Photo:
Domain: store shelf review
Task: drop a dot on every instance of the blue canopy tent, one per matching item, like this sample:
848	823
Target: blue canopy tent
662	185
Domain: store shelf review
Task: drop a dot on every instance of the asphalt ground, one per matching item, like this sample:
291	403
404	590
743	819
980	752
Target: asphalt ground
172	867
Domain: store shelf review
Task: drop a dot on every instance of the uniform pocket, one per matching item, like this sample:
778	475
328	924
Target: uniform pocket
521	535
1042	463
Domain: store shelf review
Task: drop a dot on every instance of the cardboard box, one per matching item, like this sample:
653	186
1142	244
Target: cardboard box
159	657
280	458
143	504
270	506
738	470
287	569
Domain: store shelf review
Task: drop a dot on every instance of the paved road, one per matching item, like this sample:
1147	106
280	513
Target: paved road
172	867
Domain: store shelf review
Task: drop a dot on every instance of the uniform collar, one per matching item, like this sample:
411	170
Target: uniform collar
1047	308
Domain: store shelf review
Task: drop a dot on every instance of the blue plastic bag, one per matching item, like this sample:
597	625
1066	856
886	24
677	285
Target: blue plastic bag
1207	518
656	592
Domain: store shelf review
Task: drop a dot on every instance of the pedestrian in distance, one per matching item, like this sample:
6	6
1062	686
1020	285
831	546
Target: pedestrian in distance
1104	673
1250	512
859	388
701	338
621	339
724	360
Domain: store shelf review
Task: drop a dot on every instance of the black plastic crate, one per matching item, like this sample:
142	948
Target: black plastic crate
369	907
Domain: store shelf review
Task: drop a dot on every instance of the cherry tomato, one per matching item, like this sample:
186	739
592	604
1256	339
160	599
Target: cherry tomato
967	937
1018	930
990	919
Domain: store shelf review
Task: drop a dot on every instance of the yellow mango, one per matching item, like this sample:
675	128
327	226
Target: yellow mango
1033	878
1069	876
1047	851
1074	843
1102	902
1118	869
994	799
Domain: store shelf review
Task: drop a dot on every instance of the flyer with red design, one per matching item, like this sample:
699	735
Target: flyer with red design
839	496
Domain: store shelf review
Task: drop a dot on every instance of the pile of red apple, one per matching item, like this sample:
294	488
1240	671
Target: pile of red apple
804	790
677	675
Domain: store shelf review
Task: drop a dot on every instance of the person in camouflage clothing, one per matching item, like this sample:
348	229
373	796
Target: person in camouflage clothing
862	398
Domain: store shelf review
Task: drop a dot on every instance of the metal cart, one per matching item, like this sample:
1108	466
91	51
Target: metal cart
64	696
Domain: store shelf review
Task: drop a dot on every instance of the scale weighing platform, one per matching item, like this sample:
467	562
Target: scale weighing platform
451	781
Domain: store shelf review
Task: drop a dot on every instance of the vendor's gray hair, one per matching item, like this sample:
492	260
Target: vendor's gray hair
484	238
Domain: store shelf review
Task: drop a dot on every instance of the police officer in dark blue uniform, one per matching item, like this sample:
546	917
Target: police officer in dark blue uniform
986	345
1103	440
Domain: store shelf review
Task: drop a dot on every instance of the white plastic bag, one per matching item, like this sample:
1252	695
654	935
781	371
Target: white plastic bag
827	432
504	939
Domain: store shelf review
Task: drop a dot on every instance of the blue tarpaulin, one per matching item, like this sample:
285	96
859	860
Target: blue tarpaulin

☆ ☆ ☆ ☆ ☆ ☆ ☆

__Requirement__
Pick out every line in the items above that contains the word "cardboard". Uppercase and lowercase letters count as different.

__Task answer__
Task: drop a dot on every instance of the cardboard box, one per matching item, like this sample:
Target: cardboard box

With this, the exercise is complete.